Here are some records; copy every line that holds the word "below".

::: GIVEN DATA :::

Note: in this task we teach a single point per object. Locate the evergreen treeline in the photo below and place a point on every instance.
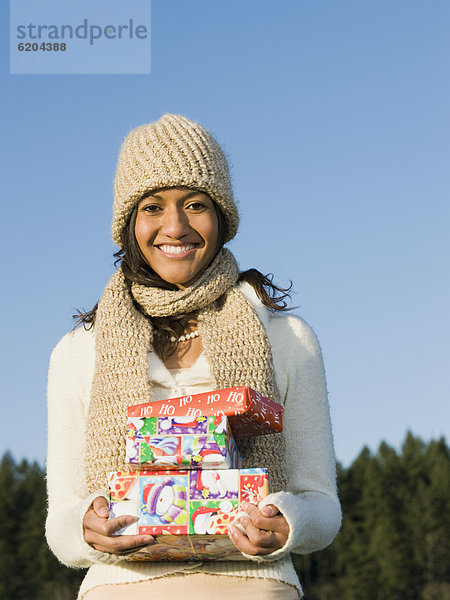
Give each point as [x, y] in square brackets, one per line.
[394, 543]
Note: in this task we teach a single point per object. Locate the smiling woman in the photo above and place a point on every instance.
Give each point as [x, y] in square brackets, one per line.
[177, 232]
[178, 318]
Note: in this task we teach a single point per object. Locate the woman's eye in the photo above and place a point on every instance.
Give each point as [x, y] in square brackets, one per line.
[197, 206]
[151, 208]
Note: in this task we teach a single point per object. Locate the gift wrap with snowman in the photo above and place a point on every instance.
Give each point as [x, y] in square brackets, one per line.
[183, 442]
[187, 512]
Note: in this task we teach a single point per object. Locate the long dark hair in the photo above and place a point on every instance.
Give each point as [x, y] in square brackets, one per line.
[136, 269]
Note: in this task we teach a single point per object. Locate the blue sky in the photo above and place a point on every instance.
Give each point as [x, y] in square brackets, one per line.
[335, 118]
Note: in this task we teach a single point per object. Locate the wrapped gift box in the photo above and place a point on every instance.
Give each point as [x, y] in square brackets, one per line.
[250, 413]
[188, 512]
[180, 443]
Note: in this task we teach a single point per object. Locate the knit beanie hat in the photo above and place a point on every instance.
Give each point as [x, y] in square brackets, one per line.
[171, 152]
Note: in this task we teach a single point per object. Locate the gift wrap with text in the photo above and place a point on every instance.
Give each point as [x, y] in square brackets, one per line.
[251, 414]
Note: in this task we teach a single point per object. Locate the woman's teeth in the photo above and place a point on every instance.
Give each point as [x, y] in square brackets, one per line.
[177, 249]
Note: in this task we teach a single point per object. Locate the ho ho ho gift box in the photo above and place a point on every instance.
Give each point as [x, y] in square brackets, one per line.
[188, 512]
[161, 443]
[250, 412]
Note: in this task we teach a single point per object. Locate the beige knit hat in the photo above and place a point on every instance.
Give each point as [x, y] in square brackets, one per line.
[171, 152]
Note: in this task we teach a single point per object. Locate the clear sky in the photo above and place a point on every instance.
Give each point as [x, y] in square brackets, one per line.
[335, 116]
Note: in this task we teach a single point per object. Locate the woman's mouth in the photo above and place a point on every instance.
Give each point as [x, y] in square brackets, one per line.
[176, 250]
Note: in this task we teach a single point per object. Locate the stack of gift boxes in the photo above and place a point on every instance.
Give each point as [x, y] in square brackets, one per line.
[185, 484]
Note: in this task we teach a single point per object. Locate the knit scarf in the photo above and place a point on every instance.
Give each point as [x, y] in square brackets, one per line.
[234, 342]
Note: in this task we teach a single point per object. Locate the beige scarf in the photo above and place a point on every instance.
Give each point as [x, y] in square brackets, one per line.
[234, 342]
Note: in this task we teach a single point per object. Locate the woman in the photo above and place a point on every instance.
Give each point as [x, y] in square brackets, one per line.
[179, 318]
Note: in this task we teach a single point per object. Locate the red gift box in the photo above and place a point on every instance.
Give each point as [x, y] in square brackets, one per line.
[250, 412]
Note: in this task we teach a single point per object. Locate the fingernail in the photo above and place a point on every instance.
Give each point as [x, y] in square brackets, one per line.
[131, 520]
[267, 510]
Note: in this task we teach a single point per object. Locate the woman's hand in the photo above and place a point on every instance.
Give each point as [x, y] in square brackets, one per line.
[99, 530]
[266, 530]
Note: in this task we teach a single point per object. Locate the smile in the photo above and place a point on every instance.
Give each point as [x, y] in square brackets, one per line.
[176, 250]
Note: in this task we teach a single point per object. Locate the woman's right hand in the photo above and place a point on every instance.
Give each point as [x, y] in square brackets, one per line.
[99, 530]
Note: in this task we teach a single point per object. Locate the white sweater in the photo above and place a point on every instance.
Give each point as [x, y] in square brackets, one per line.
[310, 504]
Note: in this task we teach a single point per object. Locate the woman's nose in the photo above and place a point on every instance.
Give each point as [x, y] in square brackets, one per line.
[175, 222]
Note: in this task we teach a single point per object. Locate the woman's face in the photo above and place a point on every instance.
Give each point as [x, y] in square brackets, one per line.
[177, 233]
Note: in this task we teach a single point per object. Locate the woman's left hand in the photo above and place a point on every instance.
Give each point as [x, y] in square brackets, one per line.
[266, 530]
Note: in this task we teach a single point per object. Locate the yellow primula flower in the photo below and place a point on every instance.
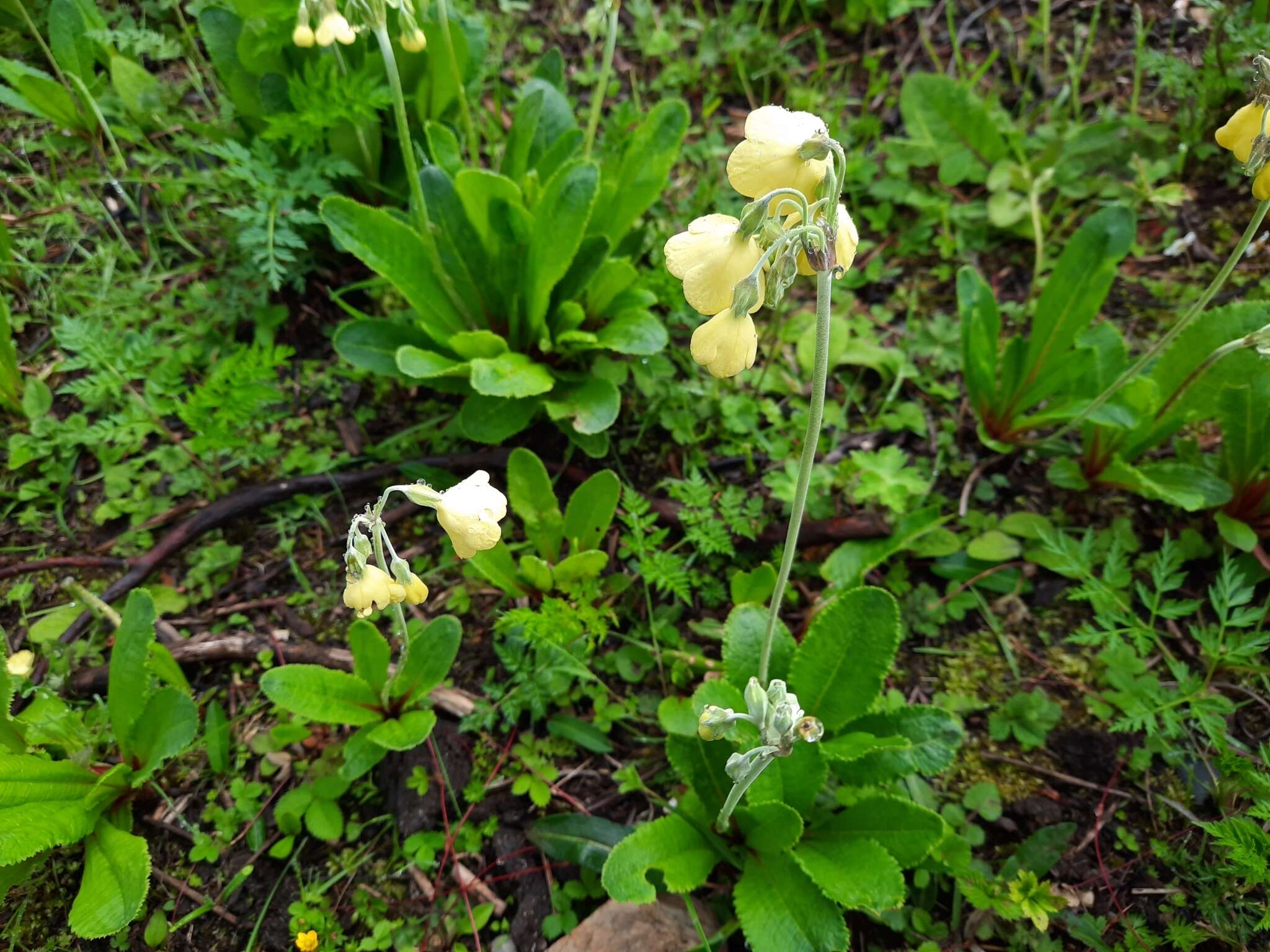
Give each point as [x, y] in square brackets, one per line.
[768, 159]
[1237, 135]
[20, 664]
[710, 258]
[726, 345]
[415, 592]
[374, 589]
[843, 245]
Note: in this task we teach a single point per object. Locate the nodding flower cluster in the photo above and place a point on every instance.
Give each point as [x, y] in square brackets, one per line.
[469, 512]
[1245, 133]
[335, 27]
[732, 267]
[781, 724]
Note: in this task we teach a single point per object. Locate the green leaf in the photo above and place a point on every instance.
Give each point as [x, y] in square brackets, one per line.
[510, 376]
[322, 695]
[166, 728]
[128, 679]
[638, 333]
[907, 831]
[135, 86]
[934, 738]
[394, 250]
[670, 845]
[574, 838]
[642, 175]
[770, 828]
[845, 655]
[941, 116]
[856, 874]
[427, 660]
[116, 883]
[591, 511]
[592, 405]
[216, 735]
[487, 419]
[404, 733]
[744, 641]
[371, 654]
[41, 805]
[1073, 296]
[374, 345]
[559, 224]
[585, 734]
[781, 909]
[701, 764]
[533, 498]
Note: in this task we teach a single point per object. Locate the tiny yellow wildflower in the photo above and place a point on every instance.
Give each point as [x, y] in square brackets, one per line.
[726, 345]
[1237, 135]
[769, 156]
[710, 258]
[20, 664]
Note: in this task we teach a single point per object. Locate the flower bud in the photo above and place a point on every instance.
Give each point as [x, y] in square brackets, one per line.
[746, 295]
[714, 721]
[809, 729]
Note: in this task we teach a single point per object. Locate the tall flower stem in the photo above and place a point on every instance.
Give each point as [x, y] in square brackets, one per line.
[815, 412]
[448, 42]
[1180, 325]
[606, 69]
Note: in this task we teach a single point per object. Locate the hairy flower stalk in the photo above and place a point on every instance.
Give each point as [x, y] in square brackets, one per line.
[730, 268]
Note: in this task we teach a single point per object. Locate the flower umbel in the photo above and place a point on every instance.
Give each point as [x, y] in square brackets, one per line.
[710, 258]
[773, 154]
[726, 345]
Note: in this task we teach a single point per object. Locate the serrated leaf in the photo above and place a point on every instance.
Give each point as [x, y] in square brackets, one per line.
[668, 845]
[404, 733]
[781, 909]
[770, 828]
[116, 883]
[166, 728]
[128, 679]
[856, 874]
[322, 695]
[431, 653]
[578, 839]
[744, 641]
[838, 668]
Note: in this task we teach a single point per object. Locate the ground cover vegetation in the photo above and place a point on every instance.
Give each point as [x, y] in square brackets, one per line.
[845, 431]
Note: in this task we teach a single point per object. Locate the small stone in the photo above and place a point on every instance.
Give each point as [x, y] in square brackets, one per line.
[659, 927]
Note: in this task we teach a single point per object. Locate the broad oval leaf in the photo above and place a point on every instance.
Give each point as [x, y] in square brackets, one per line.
[322, 695]
[838, 669]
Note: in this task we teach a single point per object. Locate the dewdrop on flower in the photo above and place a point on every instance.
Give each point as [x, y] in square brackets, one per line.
[774, 154]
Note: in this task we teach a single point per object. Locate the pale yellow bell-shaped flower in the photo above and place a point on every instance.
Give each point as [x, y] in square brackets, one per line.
[726, 345]
[20, 664]
[332, 29]
[710, 258]
[415, 592]
[1237, 135]
[374, 589]
[843, 245]
[470, 513]
[414, 41]
[768, 159]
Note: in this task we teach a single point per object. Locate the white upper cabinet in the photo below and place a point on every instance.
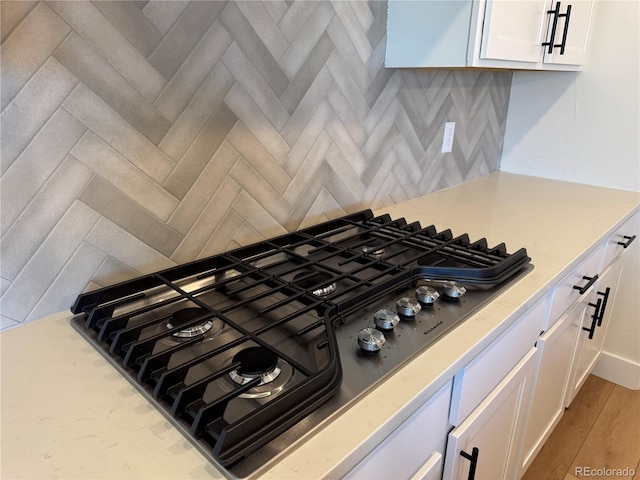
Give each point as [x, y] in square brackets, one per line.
[511, 34]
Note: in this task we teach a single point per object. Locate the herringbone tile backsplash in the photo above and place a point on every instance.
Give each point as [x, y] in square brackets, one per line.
[141, 134]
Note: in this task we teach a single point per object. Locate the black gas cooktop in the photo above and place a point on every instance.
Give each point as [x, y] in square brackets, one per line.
[237, 349]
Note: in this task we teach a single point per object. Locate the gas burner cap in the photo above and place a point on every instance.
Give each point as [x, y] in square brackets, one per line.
[370, 340]
[185, 315]
[426, 295]
[408, 307]
[385, 320]
[373, 247]
[453, 290]
[319, 283]
[255, 362]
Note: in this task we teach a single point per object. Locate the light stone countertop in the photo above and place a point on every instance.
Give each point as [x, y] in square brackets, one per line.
[66, 413]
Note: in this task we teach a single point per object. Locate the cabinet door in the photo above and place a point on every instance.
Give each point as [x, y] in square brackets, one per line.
[494, 428]
[514, 30]
[576, 26]
[556, 348]
[591, 336]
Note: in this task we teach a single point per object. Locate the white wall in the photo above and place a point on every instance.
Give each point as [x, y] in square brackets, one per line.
[585, 126]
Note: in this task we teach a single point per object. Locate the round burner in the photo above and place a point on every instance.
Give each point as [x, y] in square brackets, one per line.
[373, 247]
[255, 362]
[185, 315]
[319, 282]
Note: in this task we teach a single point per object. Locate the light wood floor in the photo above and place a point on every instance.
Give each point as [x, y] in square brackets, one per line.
[600, 430]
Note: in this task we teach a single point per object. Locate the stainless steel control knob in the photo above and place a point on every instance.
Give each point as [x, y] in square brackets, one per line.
[427, 295]
[408, 307]
[453, 290]
[370, 340]
[385, 319]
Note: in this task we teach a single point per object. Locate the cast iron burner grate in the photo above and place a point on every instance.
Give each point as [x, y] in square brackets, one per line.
[284, 297]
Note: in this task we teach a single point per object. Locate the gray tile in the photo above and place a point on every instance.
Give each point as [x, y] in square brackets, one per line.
[247, 235]
[163, 14]
[183, 36]
[347, 116]
[380, 109]
[199, 195]
[248, 77]
[307, 139]
[51, 256]
[202, 149]
[29, 46]
[257, 216]
[105, 122]
[346, 144]
[248, 112]
[305, 174]
[115, 169]
[132, 24]
[88, 22]
[347, 51]
[193, 72]
[306, 109]
[212, 219]
[259, 15]
[11, 14]
[104, 80]
[5, 322]
[251, 44]
[307, 73]
[252, 150]
[32, 107]
[249, 179]
[346, 83]
[295, 18]
[112, 204]
[187, 127]
[276, 9]
[299, 49]
[4, 284]
[222, 239]
[345, 172]
[69, 283]
[111, 272]
[32, 227]
[125, 248]
[21, 182]
[353, 28]
[304, 203]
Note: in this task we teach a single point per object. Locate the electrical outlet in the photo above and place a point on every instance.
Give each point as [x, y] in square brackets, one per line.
[447, 140]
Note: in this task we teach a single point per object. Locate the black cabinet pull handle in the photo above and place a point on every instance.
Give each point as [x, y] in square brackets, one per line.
[594, 319]
[605, 295]
[591, 281]
[552, 37]
[628, 241]
[473, 458]
[567, 16]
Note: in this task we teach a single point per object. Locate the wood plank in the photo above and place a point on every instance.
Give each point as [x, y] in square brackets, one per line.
[614, 440]
[556, 457]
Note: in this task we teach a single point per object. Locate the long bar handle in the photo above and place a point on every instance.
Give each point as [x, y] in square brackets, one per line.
[473, 458]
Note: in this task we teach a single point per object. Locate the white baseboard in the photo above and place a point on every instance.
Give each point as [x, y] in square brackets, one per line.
[621, 371]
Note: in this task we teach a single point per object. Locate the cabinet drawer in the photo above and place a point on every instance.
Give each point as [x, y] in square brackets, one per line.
[621, 238]
[564, 293]
[475, 381]
[415, 442]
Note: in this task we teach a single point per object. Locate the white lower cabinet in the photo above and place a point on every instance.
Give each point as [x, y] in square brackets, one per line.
[489, 440]
[415, 449]
[555, 350]
[593, 329]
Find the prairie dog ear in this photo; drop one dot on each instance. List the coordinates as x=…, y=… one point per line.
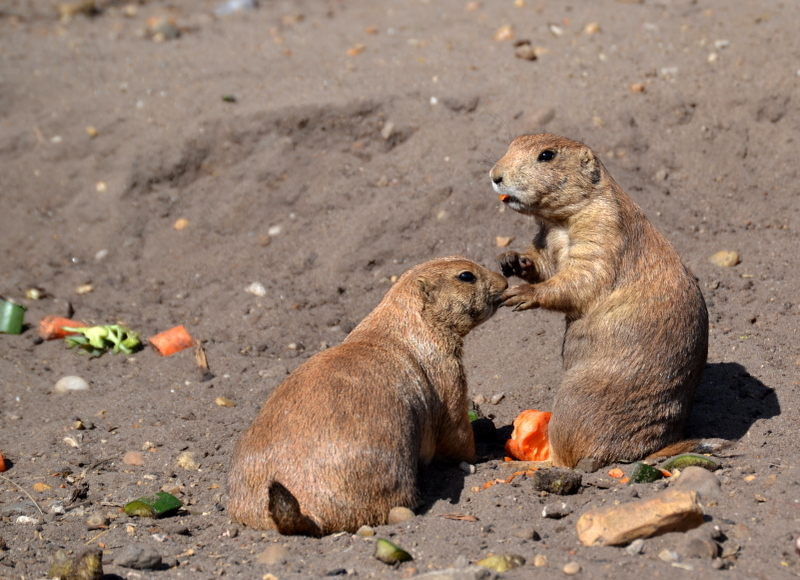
x=423, y=287
x=591, y=165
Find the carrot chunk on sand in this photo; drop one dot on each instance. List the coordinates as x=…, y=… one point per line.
x=52, y=327
x=171, y=341
x=529, y=441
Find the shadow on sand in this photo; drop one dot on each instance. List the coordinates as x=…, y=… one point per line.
x=728, y=402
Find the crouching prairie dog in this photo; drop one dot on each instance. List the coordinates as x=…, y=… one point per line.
x=636, y=336
x=339, y=442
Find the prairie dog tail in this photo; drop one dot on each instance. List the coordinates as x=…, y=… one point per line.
x=691, y=446
x=284, y=509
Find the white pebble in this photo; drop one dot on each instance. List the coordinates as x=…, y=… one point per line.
x=66, y=384
x=256, y=288
x=571, y=568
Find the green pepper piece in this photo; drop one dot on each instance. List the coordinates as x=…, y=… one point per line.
x=11, y=317
x=390, y=553
x=643, y=473
x=689, y=459
x=153, y=506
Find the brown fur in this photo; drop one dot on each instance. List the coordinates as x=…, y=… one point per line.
x=637, y=327
x=338, y=444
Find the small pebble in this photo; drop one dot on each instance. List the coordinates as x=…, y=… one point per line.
x=365, y=531
x=668, y=556
x=188, y=460
x=224, y=402
x=702, y=481
x=588, y=465
x=256, y=289
x=387, y=131
x=399, y=514
x=725, y=258
x=571, y=568
x=635, y=547
x=133, y=458
x=525, y=533
x=592, y=28
x=70, y=383
x=16, y=509
x=273, y=555
x=139, y=556
x=557, y=480
x=556, y=510
x=524, y=50
x=504, y=33
x=96, y=521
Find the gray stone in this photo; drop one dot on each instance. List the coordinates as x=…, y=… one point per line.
x=698, y=548
x=139, y=556
x=274, y=554
x=635, y=547
x=469, y=573
x=556, y=510
x=525, y=533
x=588, y=465
x=556, y=480
x=700, y=480
x=22, y=508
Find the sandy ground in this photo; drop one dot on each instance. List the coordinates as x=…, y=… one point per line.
x=321, y=148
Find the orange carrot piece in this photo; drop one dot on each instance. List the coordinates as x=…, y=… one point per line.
x=52, y=327
x=529, y=441
x=171, y=341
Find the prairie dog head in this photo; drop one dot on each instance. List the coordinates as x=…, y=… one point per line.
x=455, y=293
x=547, y=176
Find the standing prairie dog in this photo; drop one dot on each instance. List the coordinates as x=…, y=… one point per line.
x=339, y=442
x=636, y=336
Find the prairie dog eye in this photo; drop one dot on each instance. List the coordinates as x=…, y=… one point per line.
x=466, y=276
x=546, y=155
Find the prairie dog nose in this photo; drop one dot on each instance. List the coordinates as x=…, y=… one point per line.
x=496, y=176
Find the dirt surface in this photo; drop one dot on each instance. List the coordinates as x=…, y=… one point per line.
x=320, y=149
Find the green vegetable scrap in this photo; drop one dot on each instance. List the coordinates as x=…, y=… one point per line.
x=643, y=473
x=153, y=506
x=11, y=317
x=689, y=459
x=96, y=340
x=502, y=563
x=389, y=553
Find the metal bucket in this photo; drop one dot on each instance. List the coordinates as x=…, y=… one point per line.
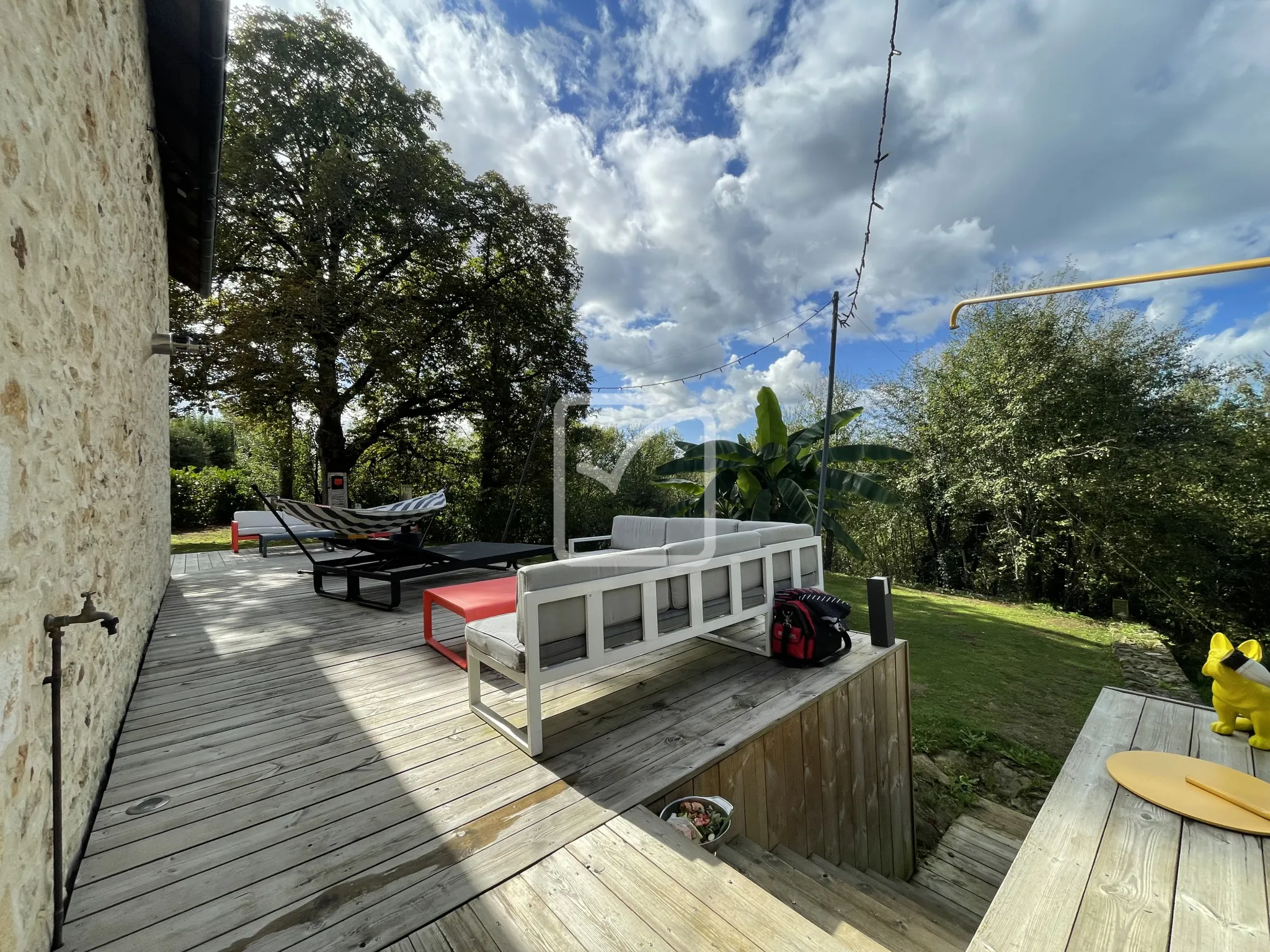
x=723, y=805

:::

* [WRITTEN SOLUTION]
Note: in this task we teach a single point per object. Locate the evergreen treeline in the photo below and place a point on every instance.
Note: in this task we teach a single point per object. Locate the yellow primula flower in the photo below and place a point on every instance.
Note: in this task we teach a single point per object. Locate the white upper cabinet in the photo below and place a point on every instance.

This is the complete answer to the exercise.